----- Текст для чтения -----
Проект «Норильск фильм» — живой портрет самого большого города Заполярья. Приступив к работе над документальным фильмом к 80-летию «Норникеля», продюсер Алексей Пивоваров и режиссер Александр Расторгуев решили отойти от традиционной формы и выбрали жанр веб-док. Команда проекта создала интерактивный сайт, наполненный множеством коротких сюжетов, архивных материалов, виртуальных панорам. «Лента.ру» поговорила с Александром Расторгуевым о его личном опыте встречи с Крайним Севером.
«Лента.ру»: Сколько времени вы провели в Норильске, работая над проектом?
Александр Расторгуев: Проект начинала два года назад небольшая группа наших ребят — мы вместе делали «Срок» и «Реальность». Часть поехала туда на разведку, создавать концепцию. Я подключился год или полгода спустя. Выехал на съемки в мае, пробыл там до декабря, иногда улетая в Москву по делам. То есть фактически полгода. Хотя ехал на пару месяцев.
Какие были первые впечатления от Норильска?
Мне кажется, это потрясающее кинематографическое место — по красоте, фактуре, визуальным возможностям, по спрессованности времени разного: советского сталинского, комсомольского задорного 1960-х, перестроечного, постсоветской разрухи и сегодняшнего… Не знаю, как его назвать, — сегодняшнего офисного времени. Вот это наложение одновременное, причем все это не просто существует в каком-то историческом плане, а живет реальной жизнью.
Потрясающе странная природа, удивительное лето, резкая зима. Меня там поразили все обстоятельства, начиная от света — жизни города в бесконечном полярном дне, заканчивая тем, как там устроился быт: такси, которое за две минуты подъезжает и отвозит тебя от подъезда к подъезду, если тебе очень холодно, и так далее.
-----
- Задания
a: Воспроизведите часть интервью о Норильске: всё от слов «Какие были первые» вниз до слов «живет реальной жизнью.».
b: Определите, соответствуют ли интервью о Норильске утверждения (i), (ii) и (iii). На каждое ответьте «да» или «нет» и приведите точную цитату, которая это решает.
(i) Расторгуев работал на съемках в Норильске с мая до декабря.
(ii) Фильм готовили к 100-летию «Норникеля».
(iii) Расторгуев изначально собирался пробыть в Норильске полгода.
c: Ответьте по интервью о Норильске на вопросы (i), (ii) и (iii).
(i) Какой жанр выбрали продюсер и режиссер для фильма?
(ii) Какие проекты группа делала вместе раньше?
(iii) За сколько минут в Норильске подъезжает такси?
Листинг здесь никак не используется.
----- Фрагмент набора данных -----
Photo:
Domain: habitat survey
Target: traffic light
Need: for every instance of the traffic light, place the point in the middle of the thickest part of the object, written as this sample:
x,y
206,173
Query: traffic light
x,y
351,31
-----
- Ответы к заданиям
a:
Какие были первые впечатления от Норильска?
Мне кажется, это потрясающее кинематографическое место — по красоте, фактуре, визуальным возможностям, по спрессованности времени разного: советского сталинского, комсомольского задорного 1960-х, перестроечного, постсоветской разрухи и сегодняшнего… Не знаю, как его назвать, — сегодняшнего офисного времени. Вот это наложение одновременное, причем все это не просто существует в каком-то историческом плане, а живет реальной жизнью.

b:
(i) Да: «Выехал на съемки в мае, пробыл там до декабря».
(ii) Нет: «к 80-летию «Норникеля»».
(iii) Нет: «Хотя ехал на пару месяцев».

c:
(i) Веб-док.
(ii) «Срок» и «Реальность».
(iii) За две минуты.